(Selected passage)
>> BEGIN
What does it say about me that I've been to a couple of Doo Dah Parades but have never been to a Rose Parade?  Give me absurdity over pageantry any day!  Sadly, the Doo Dah Parade seems to be scaling down.  Last Saturday's extravaganza was only a couple of blocks. Hardly enough to get Bob Eubanks and Stephanie Edwards out there to cover it, even though both are unemployed.    

My daughter, Annie and her writing partner, Jon were there however -- this blog's dutiful correspondents, and they file these photos.  

I'm taking it as a personal crusade to see that the Doo Dah Parade next year is restored to its usual luster and goes three blocks.  Finally!  A cause I can believe in!   C'mon, who's with me?

The flying baby cannon
Lawnmower races
Altar boys
Kid swap.  Unburdening oneself of children seems to be a recurring parade theme
Mobile Banquet.. although it looks like rabbis having lunch
Can't you just hear Bob & Stephanie gushing over that one?


Every parade needs it's royal queen
If Hell had a Kiwanis Club, this would be their entry
This parade doesn't just look good, it smells good
All eight members strong
Thanks again to Jonathan Emerson & Annie Levine.  Maybe next year you'll be the queen, sweetie.  Or I will.  

31 comments :

Johnny Walker said...

I can't believe I lived in Pasadena and never even heard of this! (I did attend the Rose Parade, though.)

Sad to hear it's winding down instead of getting bigger. I'm with you, Ken! Three blocks or bust!

Dan in West Seattle said...

Mr. Natural looks way too happy. Almost cartoon-like.

Blaze said...

That's fantastic! I would have guessed such a parade at the beginning of April (Fools), but then, perhaps it is the sheer giddy release of the tax season being done that prompts the end of April.

Mike Botula said...
>> END
(Dataset records)
>> BEGIN
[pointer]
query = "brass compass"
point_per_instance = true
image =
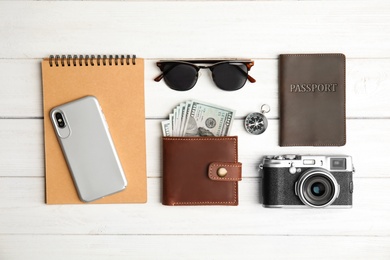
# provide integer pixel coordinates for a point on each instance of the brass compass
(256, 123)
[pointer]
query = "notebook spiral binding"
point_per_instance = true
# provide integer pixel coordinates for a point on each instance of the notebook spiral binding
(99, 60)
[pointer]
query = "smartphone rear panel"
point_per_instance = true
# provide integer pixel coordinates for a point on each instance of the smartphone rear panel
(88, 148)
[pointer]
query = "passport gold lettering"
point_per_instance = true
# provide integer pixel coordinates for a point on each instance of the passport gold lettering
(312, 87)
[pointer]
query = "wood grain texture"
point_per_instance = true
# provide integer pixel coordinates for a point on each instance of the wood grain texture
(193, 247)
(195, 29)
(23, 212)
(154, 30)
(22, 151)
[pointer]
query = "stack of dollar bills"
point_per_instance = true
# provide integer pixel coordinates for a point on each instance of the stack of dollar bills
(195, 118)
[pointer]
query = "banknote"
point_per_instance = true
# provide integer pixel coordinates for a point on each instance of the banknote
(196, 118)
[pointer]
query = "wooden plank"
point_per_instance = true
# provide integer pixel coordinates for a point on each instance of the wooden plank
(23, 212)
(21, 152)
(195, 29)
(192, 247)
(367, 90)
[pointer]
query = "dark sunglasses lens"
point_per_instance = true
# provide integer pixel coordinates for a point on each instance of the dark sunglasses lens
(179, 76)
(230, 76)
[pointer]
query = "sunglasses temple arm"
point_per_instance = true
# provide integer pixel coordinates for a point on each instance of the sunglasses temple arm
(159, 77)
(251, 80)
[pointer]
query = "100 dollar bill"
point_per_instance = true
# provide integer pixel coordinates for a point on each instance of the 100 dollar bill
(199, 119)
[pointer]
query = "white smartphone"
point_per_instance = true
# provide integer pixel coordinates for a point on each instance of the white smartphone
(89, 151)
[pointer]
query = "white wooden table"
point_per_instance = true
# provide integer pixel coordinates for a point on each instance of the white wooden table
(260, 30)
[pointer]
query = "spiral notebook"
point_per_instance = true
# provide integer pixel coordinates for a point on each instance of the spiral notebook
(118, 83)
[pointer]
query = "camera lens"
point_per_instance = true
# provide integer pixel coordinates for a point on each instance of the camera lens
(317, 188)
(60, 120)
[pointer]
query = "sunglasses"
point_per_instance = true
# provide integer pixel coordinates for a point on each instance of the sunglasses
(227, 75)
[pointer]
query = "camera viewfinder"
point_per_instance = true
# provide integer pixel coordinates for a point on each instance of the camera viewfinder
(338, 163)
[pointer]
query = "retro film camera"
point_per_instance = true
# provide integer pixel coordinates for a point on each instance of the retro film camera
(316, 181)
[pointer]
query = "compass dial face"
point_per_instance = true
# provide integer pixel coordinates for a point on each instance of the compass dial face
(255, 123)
>> END
>> BEGIN
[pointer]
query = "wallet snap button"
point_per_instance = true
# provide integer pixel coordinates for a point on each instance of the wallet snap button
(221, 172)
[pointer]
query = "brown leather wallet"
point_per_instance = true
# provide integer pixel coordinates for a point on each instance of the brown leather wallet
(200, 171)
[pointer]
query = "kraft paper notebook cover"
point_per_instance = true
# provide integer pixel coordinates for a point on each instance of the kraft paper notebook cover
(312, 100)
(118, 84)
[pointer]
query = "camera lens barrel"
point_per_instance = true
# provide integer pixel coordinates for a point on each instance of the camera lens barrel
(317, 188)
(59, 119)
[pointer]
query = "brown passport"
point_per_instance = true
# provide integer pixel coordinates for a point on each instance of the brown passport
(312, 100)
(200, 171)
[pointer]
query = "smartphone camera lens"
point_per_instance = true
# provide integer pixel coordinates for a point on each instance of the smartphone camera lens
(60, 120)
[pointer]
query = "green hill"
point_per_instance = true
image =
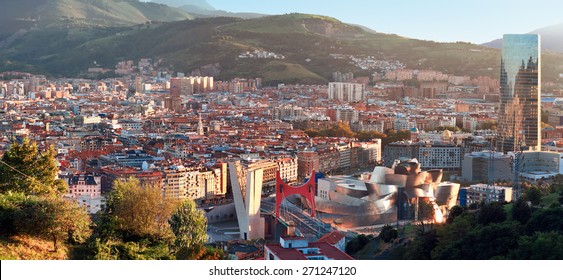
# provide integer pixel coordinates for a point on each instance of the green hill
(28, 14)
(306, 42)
>> END
(Parts of the exercise)
**1.** Which commenters are named in the Doo Dah Parade post?
**2.** Can you pick up the Doo Dah Parade post at its final line and carry it on?
The entries were drawn from a separate source.

(Responses in order)
**1.** Johnny Walker, Dan in West Seattle, Blaze, Mike Botula

**2.**
The Doo Dah Parade in April? What are they thinking? It used to get a lot of attention because it ran very close on the calendar to the New Years Day parade in Pasadena. Some things have obviously changed since I left L.A. for life behind the "Asparagus Curtain."

Anonymous said...

I went to the Doo-Dah in the late '80s . It was one of the best experiences of my 20 years in California. Sorry to hear that it's been scaled down so much. It used to be in November.

Gary Mugford said...

Ken,

A Friday Question: Has there ever been a successful comedy where a fish out of water spouse goes it alone against a whole family/community? Without even a single friend from the outside too? We were burning off the Rob episodes in between games on the weekend. Always have been a fan of both Cheech Marin and Diana Maria Riva. And Claudia Bassols is a knockout. But all the humour is forced me-against-them and their culture humour. It fails and seems to me, always fails. Any exceptions to that rule?

GM

Tom Quigley said...

I'm sure that someday it will be given all the respect and honor due it once Channel 5 finally decides to have Bob Eubanks and and Stephanie Edwards host a telecast. I can hear the inane patter going back and forth between them now...

BOB: Look now, Stephanie! Here come the Bastard Sons of Lee Marvin!

STEPHANIE: What a sight, Bob! And of course we all remember the amazing career of Lee Marvin!

BOB: Sure do, Steph... Paint Your Wagon, The Dirty Dozen... But I think the thing he's most remembered for is how he lived in sin with that skank Michelle Triola, who finally took him to the cleaners and set the precedent for the establishment of the pre-nuptial agreement...

STEPHANIE: Which of course divoce attorney Marvin Mitchelson built an entire lifetime of litigious practice on.

BOB: You're darn right. It even got ol' Mitch a cameo on an episode of Star Trek... Boy, that was the Hollywood I've really come to miss... Excuse me, Steph -- I think I'm starting to well up (sniff)...

STEPHANIE: No problem, Bob... Gee, I wonder if any of those guys are really his sons?...

RCP said...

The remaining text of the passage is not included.